No entanto, o tempo vivido (e vívido, parafraseando Back in Bahia de Gilberto Gil) traz uma vantagem (para alguns, não todos) de poder olhar esse período de uma perspectiva bem mais ampla, simplesmente porque você tem esse passado, que antes, era apenas uma expectativa (futuro). É o que ando fazendo com minhas crenças políticas.

Falo da militância orgânica por mais de 20 anos no Partido do s Trabalhadores, o PT, desde 1986 até meados de 2007/2008, quando passei a ser um simpatizante/militante, mais afastado, sem deixar de acreditar que aquela legenda seria a ferramenta de transformação social que o país precisava. Olhando hoje, após 38 anos, posso dizer que tenho tempo suficiente para acreditar que não é mais, e pior, pode nunca ter sido como eu acreditei.

Tenho escrito muita coisa ácida e deselegante sobre o PT nesses últimos tempos, e mais sobre Lula, cuja imagem abraçado comigo, capturada no jantar do Hotel Palace, na campanha presidencial de 1998, senão me engano, mantenho em minha sala de estar, em um porta retratos que minha filha mandou fazer para mim.

É um sentimento ambíguo, que mistura memórias afetivas com decepções, as quais me impedem de guardar o quadro, talvez para a sua exposição faça com que me recorde sempre que aquilo que eram esperanças nunca se concretizaram.

Vejam bem, decepção nem sempre é melancolia, e neste caso, é remédio amargo para os sentidos, que aguça a razão.  Em algum momento, o PT, eu corrijo, nós do PT deixamos de cuidar daquilo que deveria ser a coisa mais importante.

Explico.  O espectro político brasileiro, por suas injunções históricas, nunca contou com partidos políticos que materializassem a noção básica de um ajuntamento desta natureza.

Talvez o PTB de Getúlio Vargas, os partidos comunistas, os demais sempre foram agrupamentos de individualidades políticas, de personagens, onde a grande massa de filiados e militantes corressem atrás de lideranças carismáticas, com maior propensão à reunião em tempos eleitorais, e com pouca ou nenhuma densidade e penetração em movimentos sociais.

------------

No texto sobre a militância no PT, em que ano começou a participação orgânica no partido? Os registros não são necessários para esta atividade.

■ DADOS
------------

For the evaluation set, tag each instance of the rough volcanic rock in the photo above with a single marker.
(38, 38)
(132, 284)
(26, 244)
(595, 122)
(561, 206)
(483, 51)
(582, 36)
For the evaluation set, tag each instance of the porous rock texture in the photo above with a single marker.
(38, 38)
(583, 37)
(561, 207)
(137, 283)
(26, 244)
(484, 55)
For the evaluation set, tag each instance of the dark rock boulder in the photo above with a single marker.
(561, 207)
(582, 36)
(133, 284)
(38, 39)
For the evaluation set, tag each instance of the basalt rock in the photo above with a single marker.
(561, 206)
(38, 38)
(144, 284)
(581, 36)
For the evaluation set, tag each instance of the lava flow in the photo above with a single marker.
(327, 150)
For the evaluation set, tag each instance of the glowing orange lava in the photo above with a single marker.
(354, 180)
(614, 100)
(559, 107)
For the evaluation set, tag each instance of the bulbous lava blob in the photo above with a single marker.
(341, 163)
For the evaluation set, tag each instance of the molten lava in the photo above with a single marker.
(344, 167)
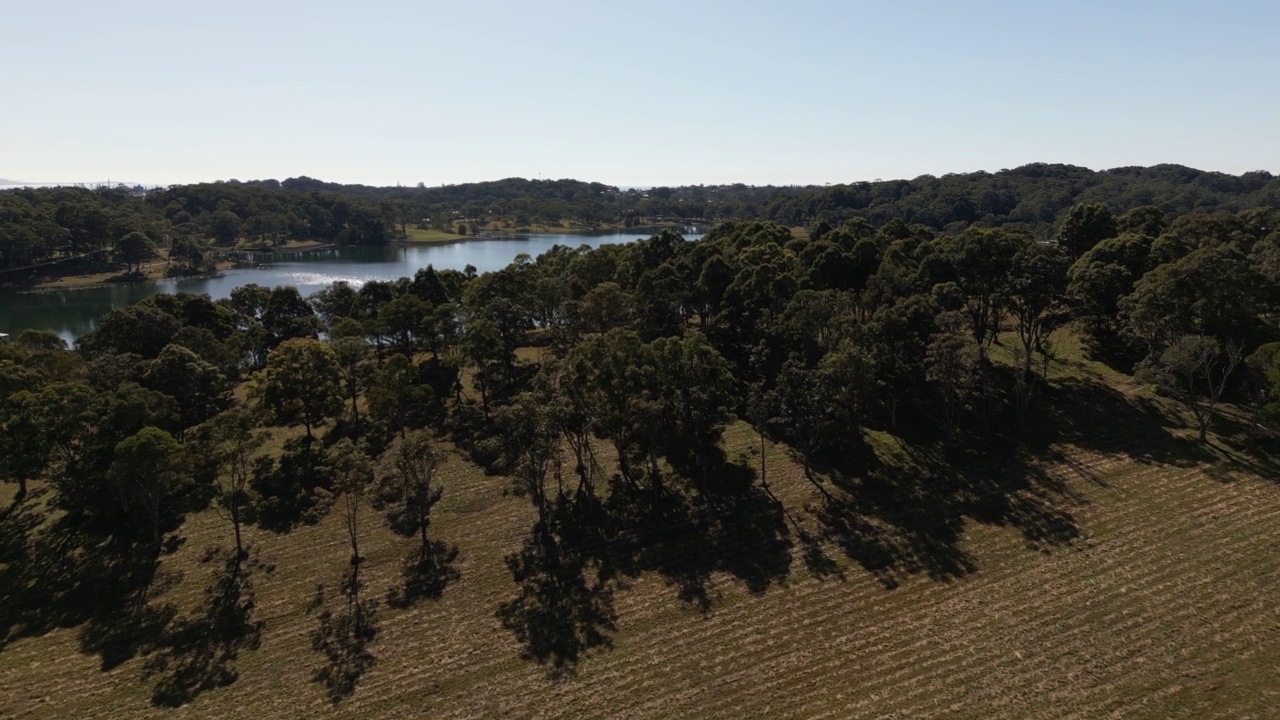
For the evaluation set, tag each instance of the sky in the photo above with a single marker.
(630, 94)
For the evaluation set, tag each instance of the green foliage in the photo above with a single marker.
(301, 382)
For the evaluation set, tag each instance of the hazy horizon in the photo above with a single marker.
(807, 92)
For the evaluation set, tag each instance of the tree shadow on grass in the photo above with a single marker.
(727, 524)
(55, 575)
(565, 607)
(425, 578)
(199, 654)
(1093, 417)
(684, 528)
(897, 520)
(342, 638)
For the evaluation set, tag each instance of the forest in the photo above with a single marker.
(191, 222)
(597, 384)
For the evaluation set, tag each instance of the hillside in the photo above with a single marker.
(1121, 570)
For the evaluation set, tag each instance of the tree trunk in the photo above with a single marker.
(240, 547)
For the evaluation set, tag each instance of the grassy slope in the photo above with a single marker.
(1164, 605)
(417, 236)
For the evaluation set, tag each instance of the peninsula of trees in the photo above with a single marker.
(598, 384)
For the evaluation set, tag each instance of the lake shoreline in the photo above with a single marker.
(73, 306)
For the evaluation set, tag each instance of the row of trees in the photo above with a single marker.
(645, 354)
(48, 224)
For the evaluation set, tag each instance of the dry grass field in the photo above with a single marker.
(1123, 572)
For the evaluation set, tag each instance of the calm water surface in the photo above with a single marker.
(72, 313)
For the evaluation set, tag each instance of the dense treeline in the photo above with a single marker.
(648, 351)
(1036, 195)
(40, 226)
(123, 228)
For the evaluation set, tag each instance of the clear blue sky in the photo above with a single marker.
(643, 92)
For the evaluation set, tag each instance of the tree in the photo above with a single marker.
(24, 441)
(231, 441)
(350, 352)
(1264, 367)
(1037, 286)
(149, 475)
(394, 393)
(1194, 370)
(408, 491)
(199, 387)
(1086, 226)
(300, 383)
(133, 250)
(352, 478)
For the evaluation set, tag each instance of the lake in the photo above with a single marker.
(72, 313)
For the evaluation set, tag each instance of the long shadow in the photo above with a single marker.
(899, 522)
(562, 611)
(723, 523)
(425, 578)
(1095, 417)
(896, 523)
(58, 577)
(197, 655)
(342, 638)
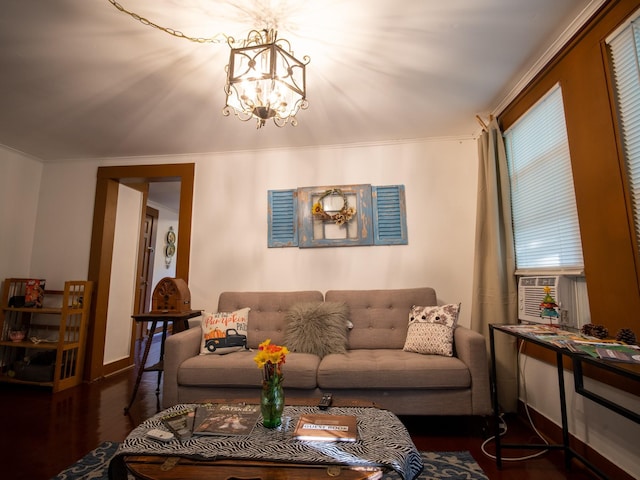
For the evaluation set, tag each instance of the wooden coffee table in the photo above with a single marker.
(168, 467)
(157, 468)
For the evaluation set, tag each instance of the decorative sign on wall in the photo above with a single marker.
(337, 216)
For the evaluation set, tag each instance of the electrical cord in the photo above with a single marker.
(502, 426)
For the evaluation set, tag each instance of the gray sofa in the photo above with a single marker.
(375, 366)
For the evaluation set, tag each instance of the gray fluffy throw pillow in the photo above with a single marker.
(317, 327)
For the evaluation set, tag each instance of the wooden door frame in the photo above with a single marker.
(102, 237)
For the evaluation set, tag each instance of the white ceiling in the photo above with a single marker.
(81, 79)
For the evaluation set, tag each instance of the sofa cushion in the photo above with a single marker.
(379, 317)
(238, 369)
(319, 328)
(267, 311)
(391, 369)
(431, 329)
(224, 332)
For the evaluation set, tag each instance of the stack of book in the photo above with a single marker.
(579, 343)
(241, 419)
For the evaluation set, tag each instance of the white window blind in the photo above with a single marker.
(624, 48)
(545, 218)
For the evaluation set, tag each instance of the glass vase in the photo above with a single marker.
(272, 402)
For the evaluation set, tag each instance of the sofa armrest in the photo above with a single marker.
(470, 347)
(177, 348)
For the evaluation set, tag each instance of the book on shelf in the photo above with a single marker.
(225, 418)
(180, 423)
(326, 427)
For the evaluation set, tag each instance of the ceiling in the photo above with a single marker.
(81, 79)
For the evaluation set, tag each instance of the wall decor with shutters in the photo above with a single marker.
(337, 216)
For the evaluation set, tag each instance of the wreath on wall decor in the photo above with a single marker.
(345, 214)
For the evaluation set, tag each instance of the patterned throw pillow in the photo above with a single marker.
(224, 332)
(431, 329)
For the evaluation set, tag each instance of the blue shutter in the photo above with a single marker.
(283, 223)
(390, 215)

------------

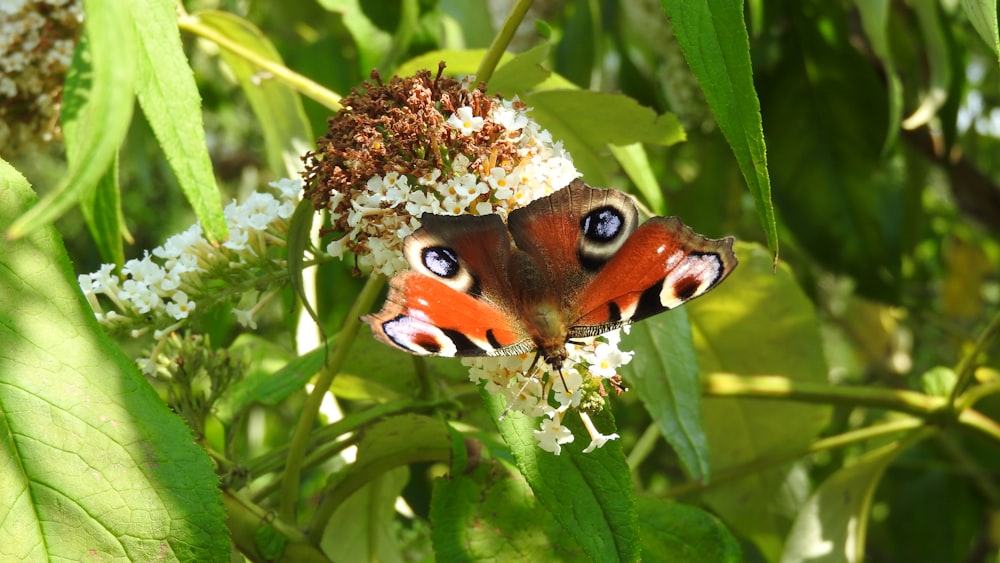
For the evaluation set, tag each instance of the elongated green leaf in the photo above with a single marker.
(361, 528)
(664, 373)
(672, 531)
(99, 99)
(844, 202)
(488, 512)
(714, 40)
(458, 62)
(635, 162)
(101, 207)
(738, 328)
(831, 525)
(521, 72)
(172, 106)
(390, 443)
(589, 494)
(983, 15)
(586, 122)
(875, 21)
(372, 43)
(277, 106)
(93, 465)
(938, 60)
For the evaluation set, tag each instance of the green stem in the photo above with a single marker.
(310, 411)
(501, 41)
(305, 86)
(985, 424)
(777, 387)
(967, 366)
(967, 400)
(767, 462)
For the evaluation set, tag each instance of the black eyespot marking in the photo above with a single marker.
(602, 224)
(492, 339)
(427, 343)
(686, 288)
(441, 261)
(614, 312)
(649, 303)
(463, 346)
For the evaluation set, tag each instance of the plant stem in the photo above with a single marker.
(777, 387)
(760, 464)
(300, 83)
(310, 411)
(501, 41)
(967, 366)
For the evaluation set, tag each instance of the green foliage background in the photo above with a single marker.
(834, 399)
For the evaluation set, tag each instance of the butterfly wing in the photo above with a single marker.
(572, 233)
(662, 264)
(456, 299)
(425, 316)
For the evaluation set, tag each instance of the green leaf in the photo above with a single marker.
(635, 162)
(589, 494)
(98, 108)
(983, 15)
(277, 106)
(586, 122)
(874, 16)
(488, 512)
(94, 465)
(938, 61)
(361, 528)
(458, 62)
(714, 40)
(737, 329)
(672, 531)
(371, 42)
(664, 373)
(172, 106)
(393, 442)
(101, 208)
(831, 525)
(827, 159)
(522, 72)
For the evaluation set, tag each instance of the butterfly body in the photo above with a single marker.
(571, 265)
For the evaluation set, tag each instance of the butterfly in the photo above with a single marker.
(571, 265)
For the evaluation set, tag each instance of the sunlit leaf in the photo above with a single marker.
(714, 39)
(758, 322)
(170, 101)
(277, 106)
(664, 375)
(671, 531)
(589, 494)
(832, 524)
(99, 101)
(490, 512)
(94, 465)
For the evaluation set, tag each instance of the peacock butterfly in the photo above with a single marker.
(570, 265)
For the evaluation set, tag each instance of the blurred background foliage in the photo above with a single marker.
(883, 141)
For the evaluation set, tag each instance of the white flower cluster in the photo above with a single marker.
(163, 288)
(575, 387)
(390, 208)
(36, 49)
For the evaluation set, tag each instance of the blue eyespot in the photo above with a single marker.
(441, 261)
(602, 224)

------------

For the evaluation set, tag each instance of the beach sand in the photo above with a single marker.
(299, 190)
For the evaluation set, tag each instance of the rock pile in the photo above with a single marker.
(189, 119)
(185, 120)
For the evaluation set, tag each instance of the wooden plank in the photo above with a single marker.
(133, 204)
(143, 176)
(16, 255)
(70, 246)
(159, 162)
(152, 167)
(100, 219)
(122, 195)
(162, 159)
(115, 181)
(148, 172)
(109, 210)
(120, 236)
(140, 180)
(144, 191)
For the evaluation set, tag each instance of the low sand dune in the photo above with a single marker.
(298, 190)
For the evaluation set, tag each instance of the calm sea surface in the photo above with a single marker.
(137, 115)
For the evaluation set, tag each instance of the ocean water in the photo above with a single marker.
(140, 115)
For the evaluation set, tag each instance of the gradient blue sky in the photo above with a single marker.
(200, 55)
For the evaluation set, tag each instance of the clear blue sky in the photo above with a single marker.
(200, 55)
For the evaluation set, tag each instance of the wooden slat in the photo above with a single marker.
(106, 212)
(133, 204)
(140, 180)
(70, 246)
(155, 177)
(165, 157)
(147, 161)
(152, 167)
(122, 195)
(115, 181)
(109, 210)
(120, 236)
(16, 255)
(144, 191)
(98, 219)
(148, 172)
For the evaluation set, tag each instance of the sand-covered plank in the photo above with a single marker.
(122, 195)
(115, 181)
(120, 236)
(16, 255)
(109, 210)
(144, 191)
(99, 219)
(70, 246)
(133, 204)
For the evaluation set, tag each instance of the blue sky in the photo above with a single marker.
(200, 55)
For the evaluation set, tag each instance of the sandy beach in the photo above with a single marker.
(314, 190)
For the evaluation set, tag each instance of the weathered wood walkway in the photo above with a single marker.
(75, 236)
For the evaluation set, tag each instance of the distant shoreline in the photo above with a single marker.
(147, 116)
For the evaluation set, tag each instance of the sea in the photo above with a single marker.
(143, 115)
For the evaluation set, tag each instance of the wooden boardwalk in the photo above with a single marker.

------------

■ RESPOSTA CORRETA
Em 1986.